_PASSAGE GIVEN_:
--- --- ---

Posted in Conversation Classes

Complaining in English

dare_to_complain

In this class students will learn some useful phrases for making complaints, discuss complaining and practice the language in a role-play.

You will need:

The handout with phrases for complaining:

Complaining in English (language)

Complaining discussion questions handout:

complaining discussion

Complaining role-plays handout:

Complaining roleplay

Instructions:

Put “to complain” and “to make a complaint” on the board. Ensure that students understand them both.

Put students in small groups (3-4)

Tell them to think of a time when they made a complaint. Tell them to tell their classmates the story:

  • Where were you?
  • Why did you complain?
  • How did you complain?
  • What was the result?

Tell students to listen carefully to their classmate’s story because after they are going to tell the rest of the class the same story.

Give the class 5-10 minutes to swap stories. When they have finished each group takes it in turns to tell the rest of the class each complaining story. This helps to recycle the language, also people love telling stories about complaining! Especially if they got some good freebies out of it!

Hand out discussion questions

Put students in pairs (A + B). Students ask and answer discussion questions.

Brief feedback to the rest of the class.

STUDENT A’s QUESTIONS (Do not show to Student B)

1) What springs to mind when you hear the word ‘complain’?
2) Are you a complainer?
3) Who do you usually complain to?
4) What complaints do you have at the moment?
5) Have you ever complained in a restaurant, hotel, airplane or train?
6) How often do people complain to you?
7) How often do people complain about you?
8) Do you have any complaints about English?
9) What are your biggest complaints about your friends?
10) Do men or women complain more?

STUDENT B’s QUESTIONS (Do not show to Student A)

1) What kinds of things do you complain about?
2) When was the last time you complained about something?
3) Have you ever written a letter or e-mail of complaint?
4) Do you like complaining?
5) What is your complaining style – polite or aggressive?
6) How often do you complain to yourself in public?
7) Do you think complaining relieves stress?
8) Do you like to watch when other people complain?
9) Have you ever got a better service after you’ve complained?
10) Why might people complain about you?

Hand out Complaining in English

Tell students to read through the sheet briefly in pairs.

Then go through and clear up any vocabulary problems and emphasise the cultural note.

Cultural note

It is important to remember that English is not as direct as other languages. It is important to be polite and follow rules for socially acceptable behaviour. For example, it is normal, when making a complaint, to start by saying “sorry” or “excuse me”, even though you haven’t done anything wrong. Being polite will help you get what you want.

--- --- ---

_STATED PROBLEM_: Could you rewrite the part of the complaining lesson plan that opens with the words containing "STUDENT B’s QUESTIONS" and closes with "other people complain?", putting "rude" in place of "aggressive"?

--- --- ---

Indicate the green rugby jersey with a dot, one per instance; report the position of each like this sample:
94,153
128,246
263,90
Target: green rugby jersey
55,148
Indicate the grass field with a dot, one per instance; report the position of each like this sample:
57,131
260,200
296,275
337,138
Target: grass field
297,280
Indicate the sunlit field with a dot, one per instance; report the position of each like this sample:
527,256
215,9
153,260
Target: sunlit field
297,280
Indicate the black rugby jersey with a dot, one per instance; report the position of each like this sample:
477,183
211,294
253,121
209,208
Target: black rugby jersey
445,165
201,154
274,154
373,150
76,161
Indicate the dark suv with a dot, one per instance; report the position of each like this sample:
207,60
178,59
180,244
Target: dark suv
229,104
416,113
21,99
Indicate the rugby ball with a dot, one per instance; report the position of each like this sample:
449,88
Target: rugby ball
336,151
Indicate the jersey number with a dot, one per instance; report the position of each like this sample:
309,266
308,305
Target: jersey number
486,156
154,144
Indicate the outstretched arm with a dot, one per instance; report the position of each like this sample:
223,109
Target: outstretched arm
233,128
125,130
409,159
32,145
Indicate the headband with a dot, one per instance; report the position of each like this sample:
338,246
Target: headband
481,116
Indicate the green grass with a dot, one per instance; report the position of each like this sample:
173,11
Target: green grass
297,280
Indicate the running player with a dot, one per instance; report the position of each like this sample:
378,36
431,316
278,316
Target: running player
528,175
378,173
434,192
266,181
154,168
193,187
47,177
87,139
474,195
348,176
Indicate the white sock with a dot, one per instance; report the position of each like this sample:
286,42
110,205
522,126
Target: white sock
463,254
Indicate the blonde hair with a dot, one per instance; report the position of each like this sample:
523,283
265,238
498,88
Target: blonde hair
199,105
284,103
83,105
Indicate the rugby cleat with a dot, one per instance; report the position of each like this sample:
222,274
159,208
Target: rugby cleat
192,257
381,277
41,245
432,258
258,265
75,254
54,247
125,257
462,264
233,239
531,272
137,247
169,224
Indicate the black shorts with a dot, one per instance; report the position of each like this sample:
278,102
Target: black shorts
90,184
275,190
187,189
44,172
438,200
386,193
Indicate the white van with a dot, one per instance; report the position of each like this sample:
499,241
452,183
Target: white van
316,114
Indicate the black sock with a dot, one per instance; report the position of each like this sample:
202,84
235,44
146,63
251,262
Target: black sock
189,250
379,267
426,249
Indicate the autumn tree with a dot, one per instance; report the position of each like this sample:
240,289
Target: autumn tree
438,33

--- --- ---

_COMPLETED EXERCISE_:
STUDENT B’s QUESTIONS (Do not show to Student A)

1) What kinds of things do you complain about?
2) When was the last time you complained about something?
3) Have you ever written a letter or e-mail of complaint?
4) Do you like complaining?
5) What is your complaining style – polite or rude?
6) How often do you complain to yourself in public?
7) Do you think complaining relieves stress?
8) Do you like to watch when other people complain?